* **PROBLEM TO WORK ON**
Print all entries precisely as they are written.

* **SUPPLIED INFORMATION**

+++++

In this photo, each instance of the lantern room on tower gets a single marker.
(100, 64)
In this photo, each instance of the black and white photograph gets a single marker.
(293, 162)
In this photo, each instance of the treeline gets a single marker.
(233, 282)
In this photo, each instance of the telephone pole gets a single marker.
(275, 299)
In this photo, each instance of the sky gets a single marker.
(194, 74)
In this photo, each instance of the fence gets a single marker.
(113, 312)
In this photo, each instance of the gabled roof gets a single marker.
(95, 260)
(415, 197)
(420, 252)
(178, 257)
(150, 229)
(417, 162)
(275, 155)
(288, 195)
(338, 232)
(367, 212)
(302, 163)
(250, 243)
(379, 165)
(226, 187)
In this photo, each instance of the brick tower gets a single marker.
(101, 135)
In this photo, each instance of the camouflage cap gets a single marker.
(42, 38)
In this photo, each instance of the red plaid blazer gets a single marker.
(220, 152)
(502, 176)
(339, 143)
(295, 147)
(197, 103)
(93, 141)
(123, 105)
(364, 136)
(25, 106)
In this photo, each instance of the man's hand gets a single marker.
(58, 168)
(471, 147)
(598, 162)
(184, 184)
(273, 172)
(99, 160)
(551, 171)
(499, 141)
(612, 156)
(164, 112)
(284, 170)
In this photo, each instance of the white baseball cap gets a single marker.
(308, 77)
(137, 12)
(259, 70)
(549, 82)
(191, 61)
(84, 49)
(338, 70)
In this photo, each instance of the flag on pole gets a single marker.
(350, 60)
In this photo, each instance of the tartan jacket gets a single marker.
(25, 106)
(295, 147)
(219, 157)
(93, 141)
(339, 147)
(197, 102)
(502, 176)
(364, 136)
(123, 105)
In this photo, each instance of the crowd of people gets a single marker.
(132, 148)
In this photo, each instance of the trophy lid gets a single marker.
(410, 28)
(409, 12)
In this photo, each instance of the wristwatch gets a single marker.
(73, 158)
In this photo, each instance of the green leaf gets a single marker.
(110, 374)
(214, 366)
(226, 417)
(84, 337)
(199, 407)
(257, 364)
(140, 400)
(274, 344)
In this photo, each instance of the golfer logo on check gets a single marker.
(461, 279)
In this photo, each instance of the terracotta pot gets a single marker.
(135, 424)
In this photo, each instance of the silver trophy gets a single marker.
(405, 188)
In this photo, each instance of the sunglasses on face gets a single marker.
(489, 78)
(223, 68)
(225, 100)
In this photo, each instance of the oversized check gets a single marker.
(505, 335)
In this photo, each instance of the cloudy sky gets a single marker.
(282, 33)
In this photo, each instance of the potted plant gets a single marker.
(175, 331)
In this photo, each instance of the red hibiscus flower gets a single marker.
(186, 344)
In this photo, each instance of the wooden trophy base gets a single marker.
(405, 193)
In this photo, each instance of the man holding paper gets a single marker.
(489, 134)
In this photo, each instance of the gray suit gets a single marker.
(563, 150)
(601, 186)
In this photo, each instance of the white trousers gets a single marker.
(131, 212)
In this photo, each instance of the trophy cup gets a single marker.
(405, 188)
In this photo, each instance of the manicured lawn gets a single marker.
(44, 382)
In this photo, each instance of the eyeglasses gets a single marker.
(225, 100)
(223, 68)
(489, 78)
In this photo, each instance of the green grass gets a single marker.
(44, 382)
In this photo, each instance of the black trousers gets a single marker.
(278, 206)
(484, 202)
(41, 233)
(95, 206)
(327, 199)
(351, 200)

+++++

* **EXERCISE RESPONSE**
In this photo, each instance of the lantern room on tower gets a single marker.
(100, 64)
In this photo, each instance of the black and white photograph gets a single marker.
(293, 162)
In this photo, each instance of the treeline gets a single marker.
(233, 282)
In this photo, each instance of the telephone pole gets a single marker.
(275, 299)
In this photo, each instance of the sky gets a single marker.
(194, 74)
In this photo, each instance of the fence gets a single marker.
(113, 312)
In this photo, each instance of the gabled roof gets a single marker.
(95, 260)
(415, 197)
(420, 252)
(178, 257)
(150, 229)
(417, 162)
(275, 155)
(288, 195)
(338, 232)
(367, 212)
(302, 163)
(250, 243)
(379, 165)
(226, 187)
In this photo, each instance of the brick tower gets a single marker.
(101, 135)
In this photo, each instance of the camouflage cap gets a single marker.
(42, 38)
In this photo, each instance of the red plaid blazer gets a single marker.
(220, 152)
(502, 176)
(339, 143)
(295, 147)
(197, 103)
(93, 141)
(123, 105)
(364, 136)
(25, 106)
In this photo, each instance of the man's hand gets a single marker.
(58, 168)
(471, 147)
(598, 162)
(184, 184)
(273, 172)
(99, 160)
(551, 171)
(499, 141)
(612, 156)
(164, 112)
(284, 170)
In this photo, each instance of the white baseball cap gets a single marker.
(308, 77)
(137, 12)
(259, 70)
(549, 82)
(191, 61)
(84, 49)
(338, 70)
In this photo, each instance of the flag on pole gets a single marker.
(350, 60)
In this photo, each instance of the tartan jacket gets a single marker.
(25, 106)
(295, 147)
(219, 157)
(93, 141)
(339, 147)
(197, 102)
(502, 176)
(364, 136)
(123, 105)
In this photo, each instance of the crowd of people gets a single marker.
(132, 148)
In this photo, each instance of the trophy lid gets a single marker.
(410, 28)
(409, 12)
In this photo, each instance of the wristwatch gets a single marker.
(73, 158)
In this photo, each instance of the green leaf gets a single marker.
(110, 374)
(214, 366)
(226, 417)
(84, 337)
(199, 407)
(257, 364)
(140, 400)
(274, 344)
In this photo, each instance of the golfer logo on check gets a single marker.
(461, 279)
In this photo, each instance of the terracotta pot gets a single marker.
(135, 424)
In this photo, each instance of the silver trophy gets a single marker.
(405, 188)
In this photo, each instance of the sunglasses on face gets a single marker.
(489, 78)
(223, 68)
(225, 100)
In this photo, each instance of the oversized check gets a single marker.
(505, 335)
In this photo, each instance of the cloudy sky gets a single marker.
(282, 33)
In this photo, each instance of the potted plant gets a single marker.
(175, 331)
In this photo, each instance of the red hibiscus flower gets a single marker.
(186, 344)
In this photo, each instance of the wooden trophy base gets a single marker.
(405, 193)
In this photo, each instance of the man holding paper gets a single marker.
(489, 134)
In this photo, each instance of the gray suit gets a single marker.
(563, 150)
(601, 186)
In this photo, each instance of the white trousers gets a single marker.
(131, 212)
In this photo, each instance of the trophy cup gets a single marker.
(405, 188)
In this photo, each instance of the manicured lawn gets a single marker.
(44, 382)
In this photo, each instance of the eyeglasses gets a single marker.
(225, 100)
(223, 68)
(489, 78)
In this photo, each instance of the green grass gets a single marker.
(44, 382)
In this photo, each instance of the black trousers gets a single marker.
(278, 206)
(484, 202)
(41, 233)
(95, 206)
(327, 199)
(351, 200)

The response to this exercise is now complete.